◆ EXERCISE DESCRIPTION: Change "Westminster" to "London" in the passage on election powers, and give everything from "It seems that" down to "with patchy results." with that one change.

It seems that the removal from the Assembly of powers over elections to the local councils is in many ways undesirable. The success or failure of the scheme of reorganisation of local government, which has nothing to do with any of the present controversy and nothing to do with the so-called reform programme which was set in train as far back as 1967, depends on the close working and interlocking of representation at various levels.

It will be difficult to give a convincing impression or demonstration of a unified structure if the machinery of elections is to be controlled from Westminster, from far off, with patchy results.

[Mr. BRYANT GODMAN IRVINE in the Chair]

8.0 p.m.

The Minister of State for Northern Ireland (Mr. David Howell)

The amendment, as my hon. and gallant Friend the Member for Down, South (Captain Orr) has said, would have the effect—as would the other amendments that we have discussed relating to the schedule—of removing the matters to which reference was made—that is, in this case, matters governing elections and the franchise—from the excepted category and putting them into the reserved category. The proposals in the Bill are governed by the clear statement in paragraph 67(c) of the White Paper that ministerial responsibility for all matters consnected with elections or the franchise should be reserved to the Secretary of State. That is the quarrel that my hon. and gallant Friend is raising. He said that it was a matter of principle. It can he disputed, but that paragaph is the starting point of the Government's thinking. Our words in the White Paper were that The Government believes that as a matter of principle, Ministers should be answerable to Parliament for arrangements for central and local government elections in Northern Ireland as in other parts of the United Kingdom. The placing of elections and the franchise in the excepted category achieves precisely that result. Responsibility will rest inalienably with United Kingdom Ministers.

◆ Items excerpted from a collection:

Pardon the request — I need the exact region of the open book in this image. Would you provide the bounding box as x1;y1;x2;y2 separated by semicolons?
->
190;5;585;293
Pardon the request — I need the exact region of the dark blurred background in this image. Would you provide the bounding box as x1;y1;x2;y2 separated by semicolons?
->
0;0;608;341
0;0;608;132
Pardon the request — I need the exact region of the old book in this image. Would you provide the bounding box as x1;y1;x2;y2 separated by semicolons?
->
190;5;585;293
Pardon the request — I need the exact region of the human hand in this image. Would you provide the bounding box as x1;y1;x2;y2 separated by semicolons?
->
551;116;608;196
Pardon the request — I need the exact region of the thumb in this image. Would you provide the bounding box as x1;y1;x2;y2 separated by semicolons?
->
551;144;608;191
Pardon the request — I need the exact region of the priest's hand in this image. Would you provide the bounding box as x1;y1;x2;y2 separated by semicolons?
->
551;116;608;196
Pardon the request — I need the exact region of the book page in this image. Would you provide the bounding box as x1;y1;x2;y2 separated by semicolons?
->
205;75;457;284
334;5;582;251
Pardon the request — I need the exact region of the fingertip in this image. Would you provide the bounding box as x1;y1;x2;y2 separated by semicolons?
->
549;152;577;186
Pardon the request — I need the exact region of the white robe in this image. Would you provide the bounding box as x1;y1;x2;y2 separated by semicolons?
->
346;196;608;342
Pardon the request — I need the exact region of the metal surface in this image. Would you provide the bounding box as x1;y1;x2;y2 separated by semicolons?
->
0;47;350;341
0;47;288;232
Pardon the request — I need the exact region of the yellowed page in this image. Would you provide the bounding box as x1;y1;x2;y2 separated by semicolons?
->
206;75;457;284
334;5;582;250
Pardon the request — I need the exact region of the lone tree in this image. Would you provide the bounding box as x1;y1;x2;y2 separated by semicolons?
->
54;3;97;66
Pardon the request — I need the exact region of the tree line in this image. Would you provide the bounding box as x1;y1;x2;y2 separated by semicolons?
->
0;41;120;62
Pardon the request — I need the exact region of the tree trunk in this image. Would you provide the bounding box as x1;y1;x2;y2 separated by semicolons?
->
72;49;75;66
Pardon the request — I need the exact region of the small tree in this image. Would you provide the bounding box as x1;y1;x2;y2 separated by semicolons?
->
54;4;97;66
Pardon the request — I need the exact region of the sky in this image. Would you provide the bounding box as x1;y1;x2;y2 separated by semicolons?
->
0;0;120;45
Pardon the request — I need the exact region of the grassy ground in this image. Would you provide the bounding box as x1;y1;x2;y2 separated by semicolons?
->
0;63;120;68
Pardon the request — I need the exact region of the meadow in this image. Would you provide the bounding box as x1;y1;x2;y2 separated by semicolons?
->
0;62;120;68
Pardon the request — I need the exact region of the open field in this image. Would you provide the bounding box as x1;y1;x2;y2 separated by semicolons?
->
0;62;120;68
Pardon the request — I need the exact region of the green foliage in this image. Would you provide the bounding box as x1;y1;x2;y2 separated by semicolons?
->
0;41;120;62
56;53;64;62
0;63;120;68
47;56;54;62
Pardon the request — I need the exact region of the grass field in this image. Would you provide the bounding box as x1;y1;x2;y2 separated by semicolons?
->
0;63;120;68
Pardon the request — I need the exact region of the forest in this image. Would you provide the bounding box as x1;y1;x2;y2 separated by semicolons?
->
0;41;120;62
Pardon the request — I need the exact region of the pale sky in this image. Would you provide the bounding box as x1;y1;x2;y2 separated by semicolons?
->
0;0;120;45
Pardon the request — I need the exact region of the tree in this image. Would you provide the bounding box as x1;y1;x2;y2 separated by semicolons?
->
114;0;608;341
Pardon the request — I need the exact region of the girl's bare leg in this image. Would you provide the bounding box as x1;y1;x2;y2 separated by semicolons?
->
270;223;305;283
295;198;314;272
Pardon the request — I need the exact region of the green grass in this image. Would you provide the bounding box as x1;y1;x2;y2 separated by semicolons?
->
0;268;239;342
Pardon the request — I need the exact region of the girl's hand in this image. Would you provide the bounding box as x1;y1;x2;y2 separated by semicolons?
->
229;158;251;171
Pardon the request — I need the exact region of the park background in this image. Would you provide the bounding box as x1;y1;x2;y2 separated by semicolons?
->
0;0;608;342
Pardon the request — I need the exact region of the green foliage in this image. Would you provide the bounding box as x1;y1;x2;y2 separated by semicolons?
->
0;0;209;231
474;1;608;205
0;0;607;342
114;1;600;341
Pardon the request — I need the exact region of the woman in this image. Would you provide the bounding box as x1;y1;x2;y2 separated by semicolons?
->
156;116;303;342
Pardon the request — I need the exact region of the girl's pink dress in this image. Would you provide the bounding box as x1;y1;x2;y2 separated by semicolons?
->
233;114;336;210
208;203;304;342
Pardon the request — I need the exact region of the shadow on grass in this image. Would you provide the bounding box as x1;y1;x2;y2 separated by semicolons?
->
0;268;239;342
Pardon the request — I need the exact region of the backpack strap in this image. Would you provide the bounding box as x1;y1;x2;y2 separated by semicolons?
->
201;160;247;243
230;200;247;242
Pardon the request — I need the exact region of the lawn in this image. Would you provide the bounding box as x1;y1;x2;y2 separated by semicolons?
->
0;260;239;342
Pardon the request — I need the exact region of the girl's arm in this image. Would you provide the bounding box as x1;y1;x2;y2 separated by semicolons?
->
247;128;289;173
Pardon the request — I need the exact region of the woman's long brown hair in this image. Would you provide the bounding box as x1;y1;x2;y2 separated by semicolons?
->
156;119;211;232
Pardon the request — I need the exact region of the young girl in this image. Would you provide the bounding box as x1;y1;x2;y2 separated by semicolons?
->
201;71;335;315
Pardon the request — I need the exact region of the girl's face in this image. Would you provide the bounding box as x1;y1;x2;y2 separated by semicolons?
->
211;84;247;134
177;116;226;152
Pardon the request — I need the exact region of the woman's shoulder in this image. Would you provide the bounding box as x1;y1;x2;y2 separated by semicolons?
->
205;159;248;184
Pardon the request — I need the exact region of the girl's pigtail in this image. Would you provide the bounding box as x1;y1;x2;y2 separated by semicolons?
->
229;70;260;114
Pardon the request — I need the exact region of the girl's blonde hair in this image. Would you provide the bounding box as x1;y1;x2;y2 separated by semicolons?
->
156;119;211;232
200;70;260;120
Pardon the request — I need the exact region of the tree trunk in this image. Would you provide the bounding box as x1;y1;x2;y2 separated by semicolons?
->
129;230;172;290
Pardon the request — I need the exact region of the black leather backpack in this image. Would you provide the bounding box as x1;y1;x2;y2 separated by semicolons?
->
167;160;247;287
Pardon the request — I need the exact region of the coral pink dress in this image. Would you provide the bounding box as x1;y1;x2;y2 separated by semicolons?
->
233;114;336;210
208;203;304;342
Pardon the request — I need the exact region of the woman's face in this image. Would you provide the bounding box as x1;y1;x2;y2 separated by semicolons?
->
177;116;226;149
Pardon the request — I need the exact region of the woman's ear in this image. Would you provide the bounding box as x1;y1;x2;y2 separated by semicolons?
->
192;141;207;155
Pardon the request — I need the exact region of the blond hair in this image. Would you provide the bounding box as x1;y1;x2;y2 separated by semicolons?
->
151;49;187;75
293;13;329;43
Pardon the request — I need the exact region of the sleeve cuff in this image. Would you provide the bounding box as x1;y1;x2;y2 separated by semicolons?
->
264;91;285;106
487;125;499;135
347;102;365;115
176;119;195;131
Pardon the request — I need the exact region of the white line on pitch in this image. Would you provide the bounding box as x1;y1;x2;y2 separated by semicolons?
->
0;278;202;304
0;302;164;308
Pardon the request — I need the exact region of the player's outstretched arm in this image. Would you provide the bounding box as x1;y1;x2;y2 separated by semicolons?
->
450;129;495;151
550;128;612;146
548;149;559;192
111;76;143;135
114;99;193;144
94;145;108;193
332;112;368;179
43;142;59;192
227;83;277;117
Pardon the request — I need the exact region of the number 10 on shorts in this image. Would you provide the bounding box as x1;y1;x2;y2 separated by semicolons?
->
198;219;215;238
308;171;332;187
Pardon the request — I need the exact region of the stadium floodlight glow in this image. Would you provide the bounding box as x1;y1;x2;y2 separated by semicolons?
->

◆ ANSWER BELOW:
It seems that the removal from the Assembly of powers over elections to the local councils is in many ways undesirable. The success or failure of the scheme of reorganisation of local government, which has nothing to do with any of the present controversy and nothing to do with the so-called reform programme which was set in train as far back as 1967, depends on the close working and interlocking of representation at various levels.

It will be difficult to give a convincing impression or demonstration of a unified structure if the machinery of elections is to be controlled from London, from far off, with patchy results.